------ Texte source ------

Les années qui suivent ont été riches en expériences électorales, même si les résultats ne sont pas au rendez-vous. Je suis en phase avec mes convictions.
En 2014, avec la victoire de Gilles Simeoni, à la mairie de Bastia, c’est enfin la consécration. Je me retrouve adjoint, à la tête de la délégation de la police municipale avec en charge, en autre du stationnement. J’ai l’impression à ce poste, d’enfiler l’uniforme d’un « officier nazi » (rire). Mais, je reste persuadé que le cadre profite à tous.
En 2015, Gilles Simeoni est à la tête de la liste « Femu a Corsica » pour les élections régionales. En juillet, il me dit au détour d’une conversation « On va gagner et tu seras maire. » Puis, plus rien.
Le 23 décembre 2015, date de la victoire historique des nationalistes, à l’assemblée de Corse, le choix de Gilles se confirme. Je me dis : « C’est trop gros pour moi, mais si quelqu’un peut le faire, je peux le faire. » Ce fut un grand moment pour un amoureux de sa ville, un militant.
En juin dernier, j’ai été reconduit dans ma fonction, après une campagne très particulière. C’est une grande fierté.
Comment percevez-vous votre fonction ?
Le cabinet, c’est un lieu clos, dur, féroce. Les décisions doivent être prises sans ambiguïté et l’administration doit suivre. Ma force, c’est mon militantisme, mes convictions profondes. Je sais d’où je viens et je sais où je veux aller. Ces dernières années, j’ai l’impression que je me suis émancipé, que la chrysalide que j’étais dans son cocon s’est transformée en papillon. Il faut juste que je continue à voler (sourire).

------

Consigne 1: D'après le texte source, à quelle date a eu lieu la victoire historique des nationalistes à l'assemblée de Corse ?
Le texte source et les enregistrements n'ont aucun lien entre eux.

------ Enregistrements ------

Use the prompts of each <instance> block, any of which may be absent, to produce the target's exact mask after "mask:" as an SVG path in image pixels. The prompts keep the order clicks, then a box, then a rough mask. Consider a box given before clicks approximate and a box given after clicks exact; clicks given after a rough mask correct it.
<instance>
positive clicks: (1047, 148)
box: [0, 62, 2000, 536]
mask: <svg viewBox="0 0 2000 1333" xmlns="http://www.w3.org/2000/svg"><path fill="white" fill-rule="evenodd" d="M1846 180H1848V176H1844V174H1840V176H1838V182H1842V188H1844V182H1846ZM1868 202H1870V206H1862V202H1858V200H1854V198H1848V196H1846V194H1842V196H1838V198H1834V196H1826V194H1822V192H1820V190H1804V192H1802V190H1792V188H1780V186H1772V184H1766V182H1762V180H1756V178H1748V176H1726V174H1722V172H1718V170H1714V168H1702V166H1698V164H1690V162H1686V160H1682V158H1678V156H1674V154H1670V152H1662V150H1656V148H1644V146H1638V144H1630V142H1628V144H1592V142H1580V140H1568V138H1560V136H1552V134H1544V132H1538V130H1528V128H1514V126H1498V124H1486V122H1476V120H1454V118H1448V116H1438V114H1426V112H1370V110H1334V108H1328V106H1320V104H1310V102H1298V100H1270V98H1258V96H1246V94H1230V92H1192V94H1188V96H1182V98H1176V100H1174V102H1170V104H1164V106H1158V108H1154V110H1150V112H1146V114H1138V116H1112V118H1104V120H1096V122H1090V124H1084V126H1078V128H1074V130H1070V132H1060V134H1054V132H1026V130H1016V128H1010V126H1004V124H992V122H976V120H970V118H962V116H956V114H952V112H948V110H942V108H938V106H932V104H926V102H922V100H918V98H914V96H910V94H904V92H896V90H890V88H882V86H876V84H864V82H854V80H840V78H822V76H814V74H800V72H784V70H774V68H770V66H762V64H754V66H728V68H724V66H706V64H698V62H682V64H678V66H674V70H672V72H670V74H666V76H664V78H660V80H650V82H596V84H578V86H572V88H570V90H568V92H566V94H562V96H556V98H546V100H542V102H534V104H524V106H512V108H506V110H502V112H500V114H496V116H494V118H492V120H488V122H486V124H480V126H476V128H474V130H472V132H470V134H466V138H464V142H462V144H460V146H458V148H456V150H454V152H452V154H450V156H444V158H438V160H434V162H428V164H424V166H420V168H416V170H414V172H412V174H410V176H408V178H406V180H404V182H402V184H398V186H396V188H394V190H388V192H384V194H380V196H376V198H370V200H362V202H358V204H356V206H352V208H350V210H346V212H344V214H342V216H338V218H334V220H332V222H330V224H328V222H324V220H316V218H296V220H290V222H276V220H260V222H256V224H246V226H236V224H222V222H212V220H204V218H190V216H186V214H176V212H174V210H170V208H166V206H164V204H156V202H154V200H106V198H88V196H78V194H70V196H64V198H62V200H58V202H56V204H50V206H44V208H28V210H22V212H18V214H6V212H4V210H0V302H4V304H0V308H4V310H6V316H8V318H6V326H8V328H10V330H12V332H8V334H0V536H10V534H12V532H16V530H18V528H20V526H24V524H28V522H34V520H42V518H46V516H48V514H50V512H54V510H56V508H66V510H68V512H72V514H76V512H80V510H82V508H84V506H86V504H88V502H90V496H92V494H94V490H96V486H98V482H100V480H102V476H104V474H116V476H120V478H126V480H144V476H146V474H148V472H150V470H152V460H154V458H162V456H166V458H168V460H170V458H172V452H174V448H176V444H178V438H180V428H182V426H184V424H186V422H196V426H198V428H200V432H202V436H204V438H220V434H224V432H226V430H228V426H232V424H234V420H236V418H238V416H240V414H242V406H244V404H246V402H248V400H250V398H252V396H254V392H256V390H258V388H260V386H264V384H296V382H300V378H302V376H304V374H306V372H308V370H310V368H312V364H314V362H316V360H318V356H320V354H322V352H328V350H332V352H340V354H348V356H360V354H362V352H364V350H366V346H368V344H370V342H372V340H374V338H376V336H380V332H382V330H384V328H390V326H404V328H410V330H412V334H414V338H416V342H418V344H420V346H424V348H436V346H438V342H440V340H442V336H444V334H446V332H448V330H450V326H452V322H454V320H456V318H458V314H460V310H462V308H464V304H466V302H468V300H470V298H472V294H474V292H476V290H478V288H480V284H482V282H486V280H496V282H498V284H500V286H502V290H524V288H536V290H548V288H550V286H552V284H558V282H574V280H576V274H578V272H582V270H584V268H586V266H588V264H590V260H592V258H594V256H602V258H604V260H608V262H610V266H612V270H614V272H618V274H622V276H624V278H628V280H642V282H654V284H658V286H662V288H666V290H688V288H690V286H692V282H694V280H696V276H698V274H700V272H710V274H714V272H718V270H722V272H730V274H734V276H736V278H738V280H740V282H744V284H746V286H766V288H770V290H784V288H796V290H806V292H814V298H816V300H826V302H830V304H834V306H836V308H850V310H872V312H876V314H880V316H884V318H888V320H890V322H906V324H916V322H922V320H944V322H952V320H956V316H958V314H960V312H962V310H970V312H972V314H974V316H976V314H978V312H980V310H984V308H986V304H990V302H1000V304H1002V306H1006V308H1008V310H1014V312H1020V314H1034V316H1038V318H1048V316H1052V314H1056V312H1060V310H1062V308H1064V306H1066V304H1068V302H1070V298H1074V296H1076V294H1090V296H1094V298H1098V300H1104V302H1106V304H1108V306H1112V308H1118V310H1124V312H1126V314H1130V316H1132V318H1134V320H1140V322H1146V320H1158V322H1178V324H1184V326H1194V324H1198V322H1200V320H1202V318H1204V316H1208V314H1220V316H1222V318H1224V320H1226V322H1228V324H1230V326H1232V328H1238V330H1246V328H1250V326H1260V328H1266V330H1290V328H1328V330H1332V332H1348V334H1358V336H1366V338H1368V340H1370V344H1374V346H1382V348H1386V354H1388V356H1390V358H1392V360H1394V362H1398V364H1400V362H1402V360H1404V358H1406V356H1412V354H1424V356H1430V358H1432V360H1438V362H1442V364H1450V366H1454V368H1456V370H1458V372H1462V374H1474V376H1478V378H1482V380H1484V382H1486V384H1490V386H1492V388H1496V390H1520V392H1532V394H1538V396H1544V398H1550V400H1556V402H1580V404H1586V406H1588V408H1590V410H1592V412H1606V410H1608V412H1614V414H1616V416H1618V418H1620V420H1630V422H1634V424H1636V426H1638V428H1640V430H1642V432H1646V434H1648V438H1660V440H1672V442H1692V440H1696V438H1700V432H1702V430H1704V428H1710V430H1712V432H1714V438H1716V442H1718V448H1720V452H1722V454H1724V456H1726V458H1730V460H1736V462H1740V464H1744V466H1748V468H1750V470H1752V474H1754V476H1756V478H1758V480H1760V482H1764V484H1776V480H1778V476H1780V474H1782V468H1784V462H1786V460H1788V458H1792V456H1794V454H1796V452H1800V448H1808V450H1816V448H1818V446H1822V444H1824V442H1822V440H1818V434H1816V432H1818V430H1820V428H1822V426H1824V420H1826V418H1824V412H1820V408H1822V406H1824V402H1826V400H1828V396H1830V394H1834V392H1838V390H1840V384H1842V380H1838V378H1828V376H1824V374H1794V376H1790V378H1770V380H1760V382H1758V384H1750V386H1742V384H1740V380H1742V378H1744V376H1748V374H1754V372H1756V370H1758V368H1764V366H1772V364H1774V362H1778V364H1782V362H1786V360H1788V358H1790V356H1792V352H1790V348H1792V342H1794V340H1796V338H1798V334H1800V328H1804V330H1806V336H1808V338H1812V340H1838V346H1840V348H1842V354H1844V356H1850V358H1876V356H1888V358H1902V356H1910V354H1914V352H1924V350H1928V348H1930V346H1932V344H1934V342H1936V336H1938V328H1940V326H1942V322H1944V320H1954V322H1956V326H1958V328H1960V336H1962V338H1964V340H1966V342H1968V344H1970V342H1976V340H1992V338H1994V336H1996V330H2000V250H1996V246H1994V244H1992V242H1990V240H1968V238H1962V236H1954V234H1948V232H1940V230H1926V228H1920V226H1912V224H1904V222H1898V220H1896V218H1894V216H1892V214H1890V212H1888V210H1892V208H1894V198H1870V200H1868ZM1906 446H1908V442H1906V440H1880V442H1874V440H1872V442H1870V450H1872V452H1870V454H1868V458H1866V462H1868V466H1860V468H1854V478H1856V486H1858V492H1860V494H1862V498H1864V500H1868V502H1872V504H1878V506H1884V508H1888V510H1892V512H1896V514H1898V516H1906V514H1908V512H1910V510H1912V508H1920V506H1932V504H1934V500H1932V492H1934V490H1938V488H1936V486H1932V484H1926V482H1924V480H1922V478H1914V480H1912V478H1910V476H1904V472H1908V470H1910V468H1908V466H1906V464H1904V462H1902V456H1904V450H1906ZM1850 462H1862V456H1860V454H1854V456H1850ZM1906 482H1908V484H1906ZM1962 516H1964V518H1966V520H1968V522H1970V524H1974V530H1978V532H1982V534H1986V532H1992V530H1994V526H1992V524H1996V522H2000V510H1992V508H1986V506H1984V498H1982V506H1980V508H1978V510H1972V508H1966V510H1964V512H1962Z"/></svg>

------

Consigne 2: Transformez en tableau Markdown à deux colonnes, « N° » et « Ligne », la partie des enregistrements qui s'ouvre sur leur première ligne et se ferme sur la ligne contenant « box: [0, 62, 2000, 536] », ces deux lignes comprises. Omettez les lignes vides.

Réponse 1: Le 23 décembre 2015.

Réponse 2:
| N° | Ligne |
|---|---|
| 1 | Use the prompts of each <instance> block, any of which may be absent, to produce the target's exact mask after "mask:" as an SVG path in image pixels. The prompts keep the order clicks, then a box, then a rough mask. Consider a box given before clicks approximate and a box given after clicks exact; clicks given after a rough mask correct it. |
| 2 | <instance> |
| 3 | positive clicks: (1047, 148) |
| 4 | box: [0, 62, 2000, 536] |